- What is needed: Please print every record that follows, keeping each one exactly as it is.

- Material provided:
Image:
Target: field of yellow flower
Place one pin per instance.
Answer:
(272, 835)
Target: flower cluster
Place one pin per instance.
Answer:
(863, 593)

- Finished exercise:
Image:
Target: field of yellow flower
Place one pin per instance.
Answer:
(272, 835)
Target: flower cluster
Place one pin per instance.
Answer:
(863, 593)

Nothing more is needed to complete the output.